PAGE EXCERPT:
--

= Rice grain calcification =

Calcification pattern in cysticercosis

Rice grain calcification is a distinctive radiological finding characterized by the presence of small, elongated, or oval calcific foci resembling grains of rice. This pattern of calcification is typically observed in soft tissues and is associated with certain infectious or inflammatory conditions. It is most commonly linked to cysticercosis, a parasitic infection caused by the larval form of Taenia solium.
==Pathophysiology==
In cysticercosis, the calcifications represent the remnants of degenerated larvae of Taenia solium. When the larvae die, they become calcified over time, forming the characteristic rice grain-like appearance.
==Imaging features==
- Plain Radiography: Appears as multiple, small, oval or linear calcific densities within the soft tissues, commonly seen in muscle groups such as the thighs, arms, or chest wall.
- Computed Tomography (CT): Provides greater detail regarding the location, shape, and extent of calcifications. Calcifications may appear dispersed throughout affected muscle groups or in specific regions.
- Ultrasound: Hyper-echoic foci with posterior acoustic shadowing may be seen, representing calcified cysticerci.
- Magnetic Resonance Imaging (MRI): Less useful for identifying calcifications directly but may show the residual inflammatory changes in adjacent tissues.

--

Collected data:
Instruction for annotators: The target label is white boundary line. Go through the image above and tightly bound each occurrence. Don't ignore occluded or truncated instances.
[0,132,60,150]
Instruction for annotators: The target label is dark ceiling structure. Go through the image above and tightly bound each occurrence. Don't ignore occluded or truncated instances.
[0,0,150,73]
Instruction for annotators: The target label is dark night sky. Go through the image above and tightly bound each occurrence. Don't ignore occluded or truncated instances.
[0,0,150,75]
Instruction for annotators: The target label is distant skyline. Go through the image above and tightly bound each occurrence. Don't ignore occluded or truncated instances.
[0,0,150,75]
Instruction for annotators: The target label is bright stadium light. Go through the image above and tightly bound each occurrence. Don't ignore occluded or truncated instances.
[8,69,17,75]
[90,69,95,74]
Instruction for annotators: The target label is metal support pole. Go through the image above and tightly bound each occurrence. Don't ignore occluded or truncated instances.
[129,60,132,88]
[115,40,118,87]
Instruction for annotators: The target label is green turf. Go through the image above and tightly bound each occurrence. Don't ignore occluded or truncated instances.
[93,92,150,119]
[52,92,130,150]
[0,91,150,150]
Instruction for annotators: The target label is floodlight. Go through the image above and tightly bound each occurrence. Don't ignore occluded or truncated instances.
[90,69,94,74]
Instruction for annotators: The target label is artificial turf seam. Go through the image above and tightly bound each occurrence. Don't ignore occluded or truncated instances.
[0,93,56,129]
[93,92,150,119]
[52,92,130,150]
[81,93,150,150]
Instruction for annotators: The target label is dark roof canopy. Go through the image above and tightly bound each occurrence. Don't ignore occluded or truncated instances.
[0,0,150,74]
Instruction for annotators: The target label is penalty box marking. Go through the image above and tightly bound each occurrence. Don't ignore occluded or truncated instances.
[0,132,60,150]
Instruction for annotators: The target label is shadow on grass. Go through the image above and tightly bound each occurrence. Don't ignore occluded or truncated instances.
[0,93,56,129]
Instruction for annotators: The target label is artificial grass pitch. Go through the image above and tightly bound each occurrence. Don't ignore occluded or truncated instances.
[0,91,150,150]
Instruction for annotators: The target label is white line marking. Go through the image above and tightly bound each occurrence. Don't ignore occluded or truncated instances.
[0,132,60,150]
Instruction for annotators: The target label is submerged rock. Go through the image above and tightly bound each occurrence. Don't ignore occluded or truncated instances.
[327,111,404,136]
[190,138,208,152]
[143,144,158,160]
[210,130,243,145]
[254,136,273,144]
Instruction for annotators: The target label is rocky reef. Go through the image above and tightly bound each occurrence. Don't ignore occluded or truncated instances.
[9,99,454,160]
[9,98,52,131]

--

QUESTIONS:
**A)** According to the article on rice grain calcification, what causes cysticercosis?
**B)** Which imaging methods does the rice grain calcification article list under its imaging features?
**C)** Repeat the passage from the rice grain calcification article starting with "- Magnetic Resonance" and going on through "in adjacent tissues.".

ANSWER LIST:
**A)** It is caused by the larval form of Taenia solium.

**B)** Plain Radiography, Computed Tomography (CT), Ultrasound, and Magnetic Resonance Imaging (MRI).

**C)**
- Magnetic Resonance Imaging (MRI): Less useful for identifying calcifications directly but may show the residual inflammatory changes in adjacent tissues.